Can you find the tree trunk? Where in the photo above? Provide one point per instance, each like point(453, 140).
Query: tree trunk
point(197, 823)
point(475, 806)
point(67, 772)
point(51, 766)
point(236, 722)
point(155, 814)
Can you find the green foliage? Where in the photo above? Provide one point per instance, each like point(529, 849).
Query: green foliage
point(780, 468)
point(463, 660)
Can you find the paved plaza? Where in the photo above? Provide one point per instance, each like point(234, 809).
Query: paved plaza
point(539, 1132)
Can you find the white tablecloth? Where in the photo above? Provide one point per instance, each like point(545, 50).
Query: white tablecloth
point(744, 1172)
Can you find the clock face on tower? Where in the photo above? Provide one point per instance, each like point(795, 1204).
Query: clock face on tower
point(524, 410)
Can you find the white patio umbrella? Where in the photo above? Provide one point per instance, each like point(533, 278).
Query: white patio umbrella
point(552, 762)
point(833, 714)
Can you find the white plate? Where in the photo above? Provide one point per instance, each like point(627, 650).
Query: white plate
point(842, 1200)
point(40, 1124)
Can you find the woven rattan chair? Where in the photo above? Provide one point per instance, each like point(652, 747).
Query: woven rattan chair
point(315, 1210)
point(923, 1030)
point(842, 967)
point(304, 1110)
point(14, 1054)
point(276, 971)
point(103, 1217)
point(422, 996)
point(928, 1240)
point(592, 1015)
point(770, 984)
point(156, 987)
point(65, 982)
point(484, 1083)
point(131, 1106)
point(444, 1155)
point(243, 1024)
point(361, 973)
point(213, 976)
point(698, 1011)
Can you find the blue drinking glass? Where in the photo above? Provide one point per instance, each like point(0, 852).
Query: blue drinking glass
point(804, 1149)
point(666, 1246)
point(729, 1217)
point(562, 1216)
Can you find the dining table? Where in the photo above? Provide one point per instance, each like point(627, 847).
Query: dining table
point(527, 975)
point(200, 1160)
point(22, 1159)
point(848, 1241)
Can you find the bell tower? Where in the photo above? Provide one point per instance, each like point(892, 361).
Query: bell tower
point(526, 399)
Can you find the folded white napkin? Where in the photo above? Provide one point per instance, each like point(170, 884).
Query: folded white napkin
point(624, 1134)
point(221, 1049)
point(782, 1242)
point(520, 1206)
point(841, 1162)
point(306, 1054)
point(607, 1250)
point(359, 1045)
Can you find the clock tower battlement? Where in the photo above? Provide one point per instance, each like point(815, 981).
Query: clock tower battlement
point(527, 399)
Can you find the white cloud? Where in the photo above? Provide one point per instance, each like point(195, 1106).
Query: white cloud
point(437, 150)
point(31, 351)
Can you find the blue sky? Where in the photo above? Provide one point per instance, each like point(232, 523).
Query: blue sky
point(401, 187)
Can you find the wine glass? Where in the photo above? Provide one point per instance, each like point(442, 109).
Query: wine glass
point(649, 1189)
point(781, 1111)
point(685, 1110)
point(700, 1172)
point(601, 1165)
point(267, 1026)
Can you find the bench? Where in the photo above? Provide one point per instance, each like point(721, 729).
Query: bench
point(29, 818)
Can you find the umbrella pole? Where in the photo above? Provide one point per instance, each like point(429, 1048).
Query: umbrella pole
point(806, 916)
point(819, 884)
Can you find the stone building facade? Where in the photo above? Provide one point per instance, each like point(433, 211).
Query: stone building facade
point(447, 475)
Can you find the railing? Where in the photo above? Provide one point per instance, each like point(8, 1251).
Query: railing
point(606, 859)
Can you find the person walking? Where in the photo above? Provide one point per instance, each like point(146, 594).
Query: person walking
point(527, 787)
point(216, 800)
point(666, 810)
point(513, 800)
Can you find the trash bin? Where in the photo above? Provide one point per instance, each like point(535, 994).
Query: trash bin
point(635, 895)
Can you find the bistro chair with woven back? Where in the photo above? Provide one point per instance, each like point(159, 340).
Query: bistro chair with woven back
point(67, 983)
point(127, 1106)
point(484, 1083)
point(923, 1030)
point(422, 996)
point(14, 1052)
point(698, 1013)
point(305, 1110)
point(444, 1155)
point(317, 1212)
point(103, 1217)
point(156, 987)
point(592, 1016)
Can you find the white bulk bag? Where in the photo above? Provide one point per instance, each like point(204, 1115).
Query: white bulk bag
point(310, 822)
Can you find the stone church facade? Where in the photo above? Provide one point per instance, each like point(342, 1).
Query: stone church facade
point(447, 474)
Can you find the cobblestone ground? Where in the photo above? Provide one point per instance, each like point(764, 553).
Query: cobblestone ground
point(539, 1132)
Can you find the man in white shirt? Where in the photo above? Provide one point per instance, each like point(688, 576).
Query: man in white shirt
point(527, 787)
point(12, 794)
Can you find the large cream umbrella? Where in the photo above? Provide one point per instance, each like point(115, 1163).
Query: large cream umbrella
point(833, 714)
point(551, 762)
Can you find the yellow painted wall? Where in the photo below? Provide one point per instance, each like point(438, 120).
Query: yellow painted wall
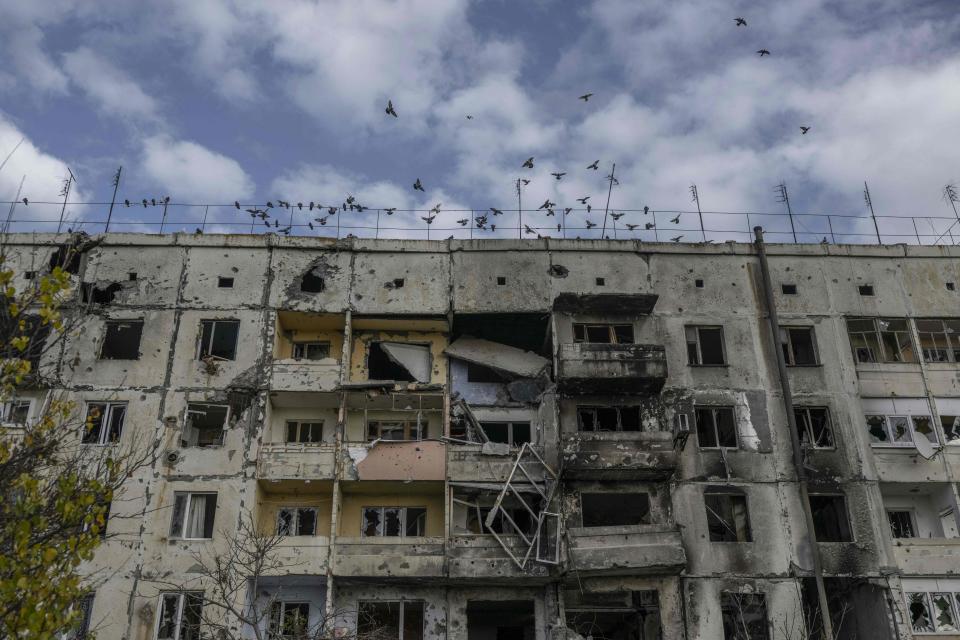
point(437, 341)
point(351, 513)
------------------------------------------------
EXERCISE DESCRIPTION:
Reproduce every line above verbatim, leaving out the pictures.

EXERCISE SOLUTION:
Can you find the tree trunk? Where in the photo above? Provide one point per instance, each like point(453, 140).
Query: tree trunk
point(197, 823)
point(475, 806)
point(67, 772)
point(51, 766)
point(236, 722)
point(155, 814)
Can you find the green foliage? Where in the photo above? Provide one point per instance, each like point(529, 849).
Query: green foliage
point(780, 468)
point(463, 660)
Can you find the paved plaza? Where in the photo above? Provide one point per instance, each like point(234, 809).
Query: paved plaza
point(539, 1132)
Can you find the white tablecloth? Where in the photo above? Provide one point per instance, each like point(545, 50).
Query: white tablecloth
point(744, 1172)
Can you find the clock face on tower? Where in the photo above? Provide one point per instance, each like point(795, 1204).
Query: clock face on tower
point(524, 410)
Can you find the white patio umbrella? Where in the photo above? Provide one point per instance, each like point(533, 278).
Query: white patio umbrella
point(552, 762)
point(833, 714)
Can you find the white plate? Where in the photo above? Provide one point per instance, each like point(627, 650).
Query: white plate
point(842, 1200)
point(40, 1124)
Can you find the woven rattan chair? Where in the photo above? Provide one point per instance, each like point(652, 747).
Query: woven rattan chair
point(315, 1210)
point(923, 1030)
point(842, 967)
point(304, 1110)
point(14, 1054)
point(276, 971)
point(103, 1217)
point(422, 996)
point(928, 1240)
point(592, 1015)
point(770, 984)
point(156, 987)
point(65, 982)
point(484, 1083)
point(131, 1106)
point(444, 1155)
point(243, 1024)
point(361, 973)
point(213, 976)
point(698, 1011)
Can you find the blue drinking glass? Where in the photo above? Provide one point per instance, each like point(0, 852).
Query: blue drinking glass
point(804, 1149)
point(666, 1246)
point(729, 1217)
point(562, 1216)
Can you find the dining table? Where in the photo above? Provide one point per instance, each like point(627, 847).
Query: dining table
point(527, 975)
point(200, 1160)
point(22, 1159)
point(848, 1241)
Can you find the bell tower? Where in the photo above? Provide one point per instance, each like point(892, 361).
Query: bell tower
point(526, 399)
Can you find the folded white napkin? Where in the photo above? Provide one point per instance, each like point(170, 884).
Query: folded white napkin
point(624, 1134)
point(221, 1049)
point(782, 1242)
point(520, 1206)
point(841, 1162)
point(306, 1054)
point(607, 1250)
point(359, 1045)
Can you find the clock tower battlement? Where in the photo above? Provide one point per instance, each like point(815, 981).
Query: clock tower battlement
point(527, 399)
Can you find the white cloud? Where in the photo above? Provide one point per instance, each like point(195, 1106).
Query: white cloud
point(437, 150)
point(31, 351)
Can you find the blue sky? Where in the photo above? Provide one point per instance, each like point(232, 523).
Query: blue sky
point(401, 187)
Can you find the wine glass? Where in the photo above? Provide one point per instance, each like point(442, 109).
Query: wine glass
point(649, 1189)
point(781, 1111)
point(685, 1110)
point(700, 1172)
point(601, 1165)
point(267, 1026)
Can you find the bench? Where in the photo above? Provide one point per instance, each like point(721, 729).
Query: bench
point(29, 818)
Can you find the umbrella pole? Where in the photo above? Provide one point per instance, each like point(429, 1048).
Query: umbrella pole
point(806, 916)
point(819, 884)
Can you find the stone building facade? Where in the photo above? Provide one point per instance, each like point(433, 211).
Query: stone building facade
point(447, 475)
Can you find the railing? Where in the photo above? Provide one point per instance, each like point(8, 1251).
Query: railing
point(606, 859)
Can you find the person walking? Where in the photo above? Provide one point per instance, each like point(146, 594).
Query: person walking
point(527, 787)
point(216, 800)
point(666, 810)
point(513, 800)
Can you find the trash bin? Where in the photo above? Provide one point per instance, each like point(535, 994).
Query: trash bin
point(635, 895)
Can you find the bistro chair with woven back? Where in the photo above? Provide one point per instance, each like point(159, 340).
Query: bistro chair with woven back
point(67, 983)
point(127, 1106)
point(484, 1083)
point(923, 1030)
point(422, 996)
point(14, 1052)
point(698, 1013)
point(305, 1110)
point(444, 1155)
point(317, 1212)
point(103, 1217)
point(156, 987)
point(592, 1016)
Can you find the white bulk bag? Where in the photo above? Provide one point per instance, each like point(204, 1115).
Query: white bulk bag
point(310, 822)
Can you find the stone church facade? Where in the photo above? Provide one point per instance, each like point(342, 1).
Query: stone church facade
point(447, 474)
Can you find the cobblestone ground? Where in the photo above? Provide one point per instance, each like point(764, 553).
Query: cobblestone ground
point(539, 1132)
Can you find the man in white shirt? Where in the photo above? Provide one point per instance, each like point(688, 576).
Query: man in white shirt
point(527, 787)
point(12, 794)
Can you find the large cream umbrella? Where in the photo above? Provide one point per instance, each like point(115, 1163).
Query: large cream umbrella
point(833, 714)
point(551, 762)
Can you find the yellow painted wall? Where in the photo below? Provide one point per instance, each like point(438, 120).
Query: yellow painted wall
point(437, 341)
point(351, 513)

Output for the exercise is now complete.